Richly Ornamented Churches

by Salvatore J. Cordileone, appearing in Volume 45

The high altar of the church of Ognisanti, a Franciscan church in Florence, Italy. Photo: wikimedia.org/Sailko

Our great Covid panic may be gone, but the residual effects of the Covid pandemic are still with us. Call it cultural “long Covid”: it seems to be the great “before-after” dividing line, with some still bearing the scars of the trauma that was endured, including those of us who fought for the right to worship when businesses, museums, and tattoo parlors were all allowed to reopen.

In California each county issued its own health orders, including rules regarding houses of worship. In those initial weeks when everything was closed, I asked my priests to leave their churches open during the day so their people would at least have access to a sacred space for private prayer. There was no rule in the local order about this, but I was written up in the local media after being accused by city officials of being in violation of the local health order. Apparently, our government officials never considered a church building as a sacred space for private prayer, but simply a building in which to conduct a worship service safe from the elements.

Such an attitude is emblematic of a utilitarian and overly pragmatic, or functional, way of viewing not only churches but all of life in our modern and, even more so, postmodern society. Obviously, such a way of looking at the world stands in stark contrast to our Catholic understanding, which the Church has handed down to us from our Lord’s teaching in the gospels, beginning with the apostles and down through the ages to our own time.

Priorities

One of the many great blessings of this Catholic heritage of ours is the many and varied saints who provide examples of holiness and heroic virtue for us. One thing the saints teach us is that our first priority must be to God, to true worship of the one, true God and giving only the best for God, no matter their personal circumstances in life.

Saint Francis of Assisi, patron of my own city, is best known for his love of animals, of creation, and his fervent embrace of Lady Poverty. But the saint’s first great task was a building project: repairing a chapel. About his priorities, he wrote in his Testament: “Above everything else, I want this most holy Sacrament to be honored and venerated and reserved in places which are richly ornamented.”

Exterior of the Basilica of Saint Sixtus in Ars-sur-Formans, France, where Saint John Vianney was assigned as pastor. Before his death he approved the plans for the addition by architect Pierre Bossan, begun in 1862. Photo: wikimedia.org/Zairon

The Curé of Ars [Saint John Vianney], too, lived in great poverty, but, according to the owners of religious goods stores in Lyon, he was notoriously finicky about these things. He insisted on only the best when it came to worship. One of the first things he did (along with spending long nights in vigil) was to repair his church, set up a bell, and start decorating chapels.

This is true holiness: saints who are great examples of poverty and evangelical zeal, coupled with a zeal for the beauty of God’s house—only the best for God. It stands in stark contrast to what appears to be the priority today, with the primary concern being one’s own creature comforts and convenience, and the state of the house of God and liturgical furnishings and even the liturgy itself being relegated to an afterthought.

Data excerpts
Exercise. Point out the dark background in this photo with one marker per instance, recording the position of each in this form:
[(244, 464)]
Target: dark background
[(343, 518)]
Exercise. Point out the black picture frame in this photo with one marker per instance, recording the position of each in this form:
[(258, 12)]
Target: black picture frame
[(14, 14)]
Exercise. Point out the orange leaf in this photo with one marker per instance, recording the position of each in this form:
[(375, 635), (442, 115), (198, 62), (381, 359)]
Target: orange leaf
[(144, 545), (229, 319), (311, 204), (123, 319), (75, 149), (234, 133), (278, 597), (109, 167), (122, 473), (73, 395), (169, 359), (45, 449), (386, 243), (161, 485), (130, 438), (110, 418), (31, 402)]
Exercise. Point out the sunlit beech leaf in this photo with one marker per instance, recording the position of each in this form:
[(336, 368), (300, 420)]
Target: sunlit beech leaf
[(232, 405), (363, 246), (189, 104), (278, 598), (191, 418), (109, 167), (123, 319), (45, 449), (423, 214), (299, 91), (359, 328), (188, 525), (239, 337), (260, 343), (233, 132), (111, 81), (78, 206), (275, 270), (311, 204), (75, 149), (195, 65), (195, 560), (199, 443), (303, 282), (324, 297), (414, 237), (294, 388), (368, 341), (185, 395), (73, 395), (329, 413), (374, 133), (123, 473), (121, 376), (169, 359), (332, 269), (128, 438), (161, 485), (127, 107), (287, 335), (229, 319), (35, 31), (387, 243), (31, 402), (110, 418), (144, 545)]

[REQUIRED ACTION 1]: Write out word for word the passage of the church article that opens with the words containing "This is true" and closes with "to an afterthought.".
[REQUIRED ACTION 2]:
Answer these questions using the church article:
(a) In California, what issued its own health orders?
(b) Which saint is named as patron of the writer's own city?
(c) In what year was the addition by architect Pierre Bossan begun?

[ANSWER SPACE 1]:
This is true holiness: saints who are great examples of poverty and evangelical zeal, coupled with a zeal for the beauty of God’s house—only the best for God. It stands in stark contrast to what appears to be the priority today, with the primary concern being one’s own creature comforts and convenience, and the state of the house of God and liturgical furnishings and even the liturgy itself being relegated to an afterthought.

[ANSWER SPACE 2]:
(a) Each county
(b) Saint Francis of Assisi
(c) 1862